▶ Assignment: Would you give the listing again exactly, without its images?

▶ Provided data:

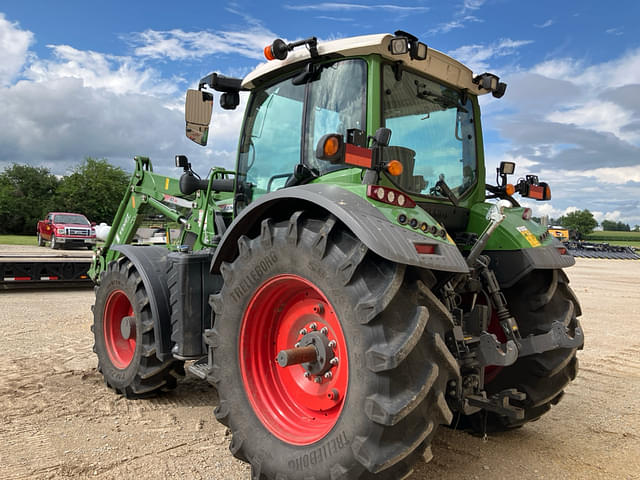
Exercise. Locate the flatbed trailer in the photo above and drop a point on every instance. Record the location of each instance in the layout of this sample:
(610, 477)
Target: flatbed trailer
(31, 269)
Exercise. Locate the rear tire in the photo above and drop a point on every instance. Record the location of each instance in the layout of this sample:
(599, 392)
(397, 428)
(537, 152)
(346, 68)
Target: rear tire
(536, 302)
(128, 363)
(393, 364)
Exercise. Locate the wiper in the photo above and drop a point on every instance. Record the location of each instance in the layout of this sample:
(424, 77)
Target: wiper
(442, 188)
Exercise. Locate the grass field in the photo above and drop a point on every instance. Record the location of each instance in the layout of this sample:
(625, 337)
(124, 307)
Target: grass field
(18, 240)
(627, 239)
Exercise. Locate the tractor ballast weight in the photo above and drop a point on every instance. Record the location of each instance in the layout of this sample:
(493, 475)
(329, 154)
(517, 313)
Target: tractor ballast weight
(349, 289)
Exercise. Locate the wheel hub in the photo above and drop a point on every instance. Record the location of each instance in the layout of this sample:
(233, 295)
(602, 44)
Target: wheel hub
(127, 327)
(291, 344)
(119, 329)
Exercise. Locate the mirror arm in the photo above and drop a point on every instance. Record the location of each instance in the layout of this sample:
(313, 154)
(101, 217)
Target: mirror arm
(220, 83)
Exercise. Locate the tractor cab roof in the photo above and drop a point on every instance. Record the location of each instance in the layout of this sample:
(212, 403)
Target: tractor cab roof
(437, 64)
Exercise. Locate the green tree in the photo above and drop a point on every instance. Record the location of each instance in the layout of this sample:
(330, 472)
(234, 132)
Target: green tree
(26, 194)
(95, 188)
(581, 221)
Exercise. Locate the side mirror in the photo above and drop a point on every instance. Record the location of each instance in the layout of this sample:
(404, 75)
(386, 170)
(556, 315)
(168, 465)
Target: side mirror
(197, 115)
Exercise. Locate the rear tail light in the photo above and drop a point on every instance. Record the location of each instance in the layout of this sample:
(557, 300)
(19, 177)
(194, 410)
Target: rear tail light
(390, 196)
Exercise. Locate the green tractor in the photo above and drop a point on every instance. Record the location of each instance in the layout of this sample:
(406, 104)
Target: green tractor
(347, 288)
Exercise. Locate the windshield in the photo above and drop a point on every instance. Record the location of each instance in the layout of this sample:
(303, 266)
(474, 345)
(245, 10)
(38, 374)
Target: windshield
(66, 218)
(432, 135)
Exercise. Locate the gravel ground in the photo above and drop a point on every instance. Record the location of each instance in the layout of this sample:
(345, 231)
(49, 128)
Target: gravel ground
(59, 420)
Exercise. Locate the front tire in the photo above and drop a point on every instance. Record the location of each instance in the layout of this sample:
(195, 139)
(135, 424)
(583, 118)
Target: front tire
(124, 335)
(379, 409)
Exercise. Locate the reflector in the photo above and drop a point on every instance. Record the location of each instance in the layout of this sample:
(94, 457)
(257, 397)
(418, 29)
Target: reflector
(394, 167)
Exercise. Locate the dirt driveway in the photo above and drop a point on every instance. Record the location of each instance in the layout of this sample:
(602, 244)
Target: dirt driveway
(57, 419)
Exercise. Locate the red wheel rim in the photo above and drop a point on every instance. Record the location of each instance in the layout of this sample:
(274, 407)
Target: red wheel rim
(120, 349)
(293, 407)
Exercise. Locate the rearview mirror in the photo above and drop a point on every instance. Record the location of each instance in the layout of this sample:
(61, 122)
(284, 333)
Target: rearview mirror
(197, 115)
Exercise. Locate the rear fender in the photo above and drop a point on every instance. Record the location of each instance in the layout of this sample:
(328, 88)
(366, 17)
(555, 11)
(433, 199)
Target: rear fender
(385, 238)
(151, 264)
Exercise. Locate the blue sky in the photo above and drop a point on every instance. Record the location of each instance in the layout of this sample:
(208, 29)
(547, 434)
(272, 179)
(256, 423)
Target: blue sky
(107, 79)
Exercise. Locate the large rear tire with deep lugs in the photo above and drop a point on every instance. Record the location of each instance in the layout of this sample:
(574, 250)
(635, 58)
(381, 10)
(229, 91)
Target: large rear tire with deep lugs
(124, 334)
(536, 301)
(369, 404)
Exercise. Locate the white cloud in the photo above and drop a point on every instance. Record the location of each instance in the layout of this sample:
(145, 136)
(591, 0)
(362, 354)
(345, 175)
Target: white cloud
(333, 6)
(598, 116)
(472, 5)
(116, 74)
(477, 56)
(613, 216)
(612, 175)
(177, 44)
(546, 24)
(14, 47)
(84, 103)
(624, 70)
(453, 24)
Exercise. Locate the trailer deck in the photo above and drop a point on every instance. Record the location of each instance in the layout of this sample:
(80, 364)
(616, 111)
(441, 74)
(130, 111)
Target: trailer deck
(35, 266)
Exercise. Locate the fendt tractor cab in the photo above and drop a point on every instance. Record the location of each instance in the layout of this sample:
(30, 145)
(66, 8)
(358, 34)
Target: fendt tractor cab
(347, 288)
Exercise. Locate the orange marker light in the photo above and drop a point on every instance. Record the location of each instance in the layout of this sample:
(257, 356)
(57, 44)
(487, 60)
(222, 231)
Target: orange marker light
(331, 146)
(509, 189)
(394, 167)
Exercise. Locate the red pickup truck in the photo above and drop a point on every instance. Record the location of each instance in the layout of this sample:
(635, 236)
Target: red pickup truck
(64, 229)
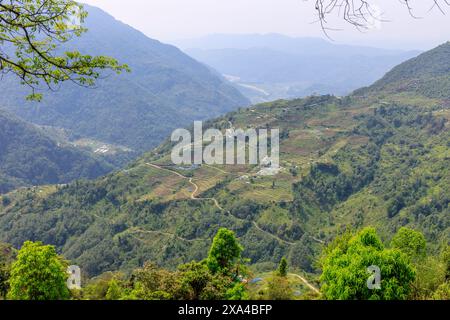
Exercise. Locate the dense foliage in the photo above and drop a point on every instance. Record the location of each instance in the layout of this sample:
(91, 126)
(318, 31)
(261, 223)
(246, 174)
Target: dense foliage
(345, 266)
(165, 90)
(28, 156)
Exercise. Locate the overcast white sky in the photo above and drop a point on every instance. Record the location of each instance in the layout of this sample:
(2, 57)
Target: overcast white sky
(168, 20)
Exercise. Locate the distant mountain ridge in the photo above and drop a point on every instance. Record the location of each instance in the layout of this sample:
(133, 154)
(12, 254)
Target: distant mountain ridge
(165, 90)
(380, 160)
(429, 74)
(278, 66)
(28, 156)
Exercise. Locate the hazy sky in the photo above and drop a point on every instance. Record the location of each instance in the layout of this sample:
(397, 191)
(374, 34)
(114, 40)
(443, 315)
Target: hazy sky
(169, 20)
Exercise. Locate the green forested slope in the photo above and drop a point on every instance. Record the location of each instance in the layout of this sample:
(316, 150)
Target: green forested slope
(28, 156)
(427, 74)
(381, 160)
(165, 90)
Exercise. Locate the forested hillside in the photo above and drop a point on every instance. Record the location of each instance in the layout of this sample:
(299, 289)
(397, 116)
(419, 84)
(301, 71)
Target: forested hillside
(165, 90)
(28, 156)
(380, 159)
(273, 66)
(428, 75)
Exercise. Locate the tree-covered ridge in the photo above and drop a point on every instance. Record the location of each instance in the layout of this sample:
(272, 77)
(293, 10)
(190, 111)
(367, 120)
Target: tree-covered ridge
(165, 89)
(428, 74)
(28, 156)
(403, 270)
(346, 164)
(351, 162)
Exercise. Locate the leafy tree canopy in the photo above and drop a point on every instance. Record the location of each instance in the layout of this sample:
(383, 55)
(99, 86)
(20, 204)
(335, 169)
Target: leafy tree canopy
(410, 242)
(38, 274)
(225, 252)
(32, 35)
(345, 270)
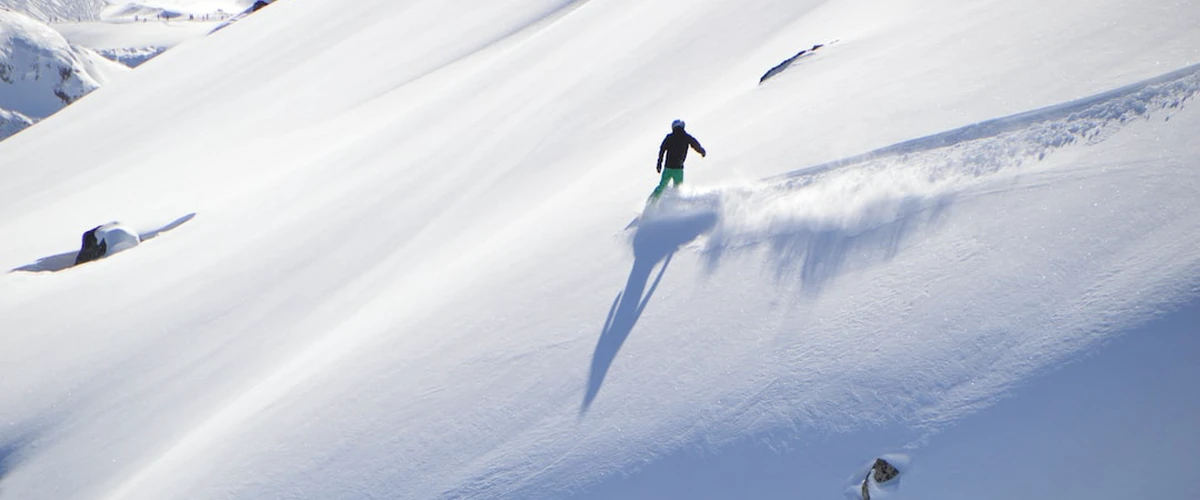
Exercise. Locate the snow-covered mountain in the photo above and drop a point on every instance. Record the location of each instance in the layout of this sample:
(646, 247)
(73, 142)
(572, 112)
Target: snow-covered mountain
(399, 250)
(61, 11)
(40, 72)
(57, 10)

▶ Response area:
Exercise. Locate the flatbed trailer in the photo above and drop a point on every instance. Record the location of each instance in the layout of this sample:
(610, 477)
Target: flatbed trailer
(31, 269)
Exercise. Locate the rear tire in the photo above and drop a point on every instance. Record the location of each instance in the layout of this sample:
(599, 392)
(397, 428)
(537, 152)
(346, 68)
Target: rear tire
(536, 302)
(128, 363)
(393, 364)
Exercise. Locate the wiper in the photo above and drop a point on every instance. Record the location of each instance in the layout of this sample:
(424, 77)
Target: wiper
(442, 188)
Exercise. Locate the grass field in the photo above and drop a point on every instance. Record the location of each instance in the layout of this sample:
(625, 337)
(124, 307)
Target: grass field
(18, 240)
(627, 239)
Exercise. Locate the tractor ballast weight in the photo above and drop a point on every instance. Record the location of each instance in the layout of this sample:
(493, 475)
(329, 154)
(517, 313)
Target: tractor ballast weight
(349, 289)
Exercise. Locate the wheel hub in the photo above and drop a point on every instance. Record the location of each instance in the layout of this sample:
(233, 295)
(602, 44)
Target: wheel hub
(127, 327)
(291, 344)
(119, 329)
Exercise. Locate the mirror arm in the photo above and drop a point on every instance. Record the location of each instance in the layout of this sample:
(313, 154)
(101, 217)
Target: mirror arm
(220, 83)
Exercise. Locate the tractor cab roof in the photo above and drop a point on every instance. Record the location of each instance in the layout of this sample:
(212, 403)
Target: tractor cab roof
(437, 64)
Exercise. Locate the green tree in the photo above and drop a point on every instance. Record the location of each instance in the layout of this sample:
(330, 472)
(234, 132)
Target: green tree
(26, 194)
(95, 188)
(581, 221)
Exercise. Locate the side mirror in the photo above and drop a point on every instance. Record the location of each instance in the layout of this sample:
(404, 75)
(386, 170)
(556, 315)
(168, 465)
Target: side mirror
(197, 115)
Exercise. Locate the rear tail light in the photo above and drop a point on every instance. Record the location of each instance in the layout of this sample:
(557, 300)
(19, 177)
(194, 410)
Target: rear tail light
(390, 196)
Exercise. Locate the green tractor in the photo above and drop a point on every instance. Record the location of each instance in the layout of this sample:
(406, 104)
Target: green tractor
(347, 288)
Exercise. Locate the windshield in the photo above and drop a point on every instance. Record the location of each instance in the layout of this sample:
(303, 266)
(474, 345)
(245, 10)
(38, 374)
Target: windshield
(66, 218)
(432, 135)
Exercise. Locate the gravel ground in the photo above and drop a point on every instance. Record the location of each instance in the layout of this sample:
(345, 231)
(49, 128)
Target: gravel ground
(59, 420)
Exercise. Locate the front tire in the photo above and drop a point on every instance. Record the location of each instance in the layout of this sample:
(195, 139)
(135, 424)
(583, 118)
Target: front tire
(124, 335)
(379, 409)
Exercise. Locate the reflector in the photo above and drop a point on every instance. Record the location of each instance in the layout of this sample:
(94, 457)
(257, 397)
(418, 29)
Target: reflector
(394, 167)
Exercise. Locate the dirt driveway in the photo above and drop a point on every instance. Record the location of each instance in the layout of this sample:
(602, 244)
Target: dirt driveway
(57, 419)
Exercise. Locate the red wheel rim in the photo above and drop a point on every instance. Record the location of each instance in the layout of this sample:
(274, 407)
Target: red wheel rim
(120, 349)
(293, 407)
Exercise. Locate the rearview mirror in the photo above and drop a point on every instance. Record the location of each instance in the layout of this sample:
(61, 122)
(284, 333)
Target: rearview mirror
(197, 115)
Exercise. Locate the rear fender in the photo above and drop a point on every instance. Record the location of each instance in the layout of this sample:
(328, 88)
(366, 17)
(555, 11)
(433, 199)
Target: rear fender
(385, 238)
(151, 264)
Exercise. Locate the blue sky in the photo above and drop a point on every instance. Record the location of each instance in the layout of this sample:
(208, 29)
(547, 434)
(272, 179)
(256, 423)
Target: blue sky
(107, 79)
Exercise. Locate the large rear tire with deep lugs in the photo above and drop a point on every instance. Record the location of each instance in the layout of this sample:
(574, 250)
(635, 58)
(381, 10)
(229, 91)
Target: large rear tire with deep lugs
(124, 334)
(536, 301)
(369, 404)
Exercise. Locate the white cloud in the photo above and drop a point on every instance. Record the location of each instance in the layout of this sample:
(145, 136)
(591, 0)
(362, 354)
(345, 175)
Target: white cloud
(333, 6)
(598, 116)
(472, 5)
(116, 74)
(477, 56)
(613, 216)
(612, 175)
(177, 44)
(546, 24)
(14, 47)
(84, 103)
(624, 70)
(453, 24)
Exercise. Locate the trailer deck in the photo above and drop a point on every instance. Record the location of each instance in the layout of this sample:
(80, 364)
(616, 111)
(441, 74)
(130, 111)
Target: trailer deck
(35, 266)
Exercise. Locate the fendt tractor cab in the photo above and drop a point on every instance. Record the location of each instance in the layout of this sample:
(30, 145)
(66, 8)
(358, 34)
Target: fendt tractor cab
(347, 288)
Exercise. Locate the orange marker light in the photo above and drop a point on every instance. Record the location of each instance in the layout of this sample:
(257, 356)
(57, 44)
(487, 60)
(222, 231)
Target: orange marker light
(331, 146)
(509, 189)
(394, 167)
Exercise. Locate the red pickup truck in the photo above and drop a point on every instance. Record the location of each instance in the layout of this sample:
(635, 236)
Target: red pickup truck
(64, 229)
Exercise. Locate the dense foliage in the photo above and drop a point on every instance. Record the location of each instance in the layout of this sample:
(91, 126)
(318, 31)
(261, 223)
(246, 174)
Target: dense foliage
(345, 266)
(165, 90)
(28, 156)
Exercise. Locate the overcast white sky in the photo above and drop a point on every instance. Record the location of each instance in the layout of this sample:
(2, 57)
Target: overcast white sky
(168, 20)
Exercise. Locate the distant mountain ridge in the photo above and drop a point on every instance. Record the location of each instance in the layout of this sample:
(133, 154)
(12, 254)
Target: distant mountain ridge
(165, 90)
(380, 160)
(429, 74)
(278, 66)
(28, 156)
Exercise. Locate the hazy sky in the photo above and drop a point on every instance. Record the location of each instance in the layout of this sample:
(397, 191)
(374, 34)
(114, 40)
(443, 315)
Target: hazy sky
(169, 20)
Exercise. Locate the green forested slope in the photo above and drop a point on every instance. Record the location of each instance in the layout of this sample:
(316, 150)
Target: green forested slope
(28, 156)
(427, 74)
(381, 160)
(165, 90)
Exercise. Locate the forested hillside in the photo above and drop a point on every instance. Record the location of each instance in the layout of this sample:
(299, 289)
(397, 116)
(419, 84)
(301, 71)
Target: forested hillside
(165, 90)
(28, 156)
(380, 159)
(273, 66)
(428, 75)
Exercise. Locate the tree-covered ridge in the photo above and drop a point on every instance. Record the location of each instance in the layout of this sample:
(272, 77)
(293, 10)
(190, 111)
(367, 120)
Target: tree-covered ridge
(165, 89)
(428, 74)
(28, 156)
(403, 270)
(346, 164)
(351, 162)
Exercise. Locate the leafy tree canopy in the photo above and drop a point on every instance. Record the location of each instance in the layout of this sample:
(383, 55)
(99, 86)
(20, 204)
(335, 169)
Target: leafy tree canopy
(410, 242)
(38, 274)
(225, 252)
(32, 35)
(345, 270)
Exercise. Locate the snow-covered mountain in the photo above and drop a point on every instance. Record the location of each instance in the layout of this sample:
(646, 247)
(73, 142)
(572, 112)
Target: snow-covered mountain
(399, 250)
(61, 11)
(40, 72)
(57, 10)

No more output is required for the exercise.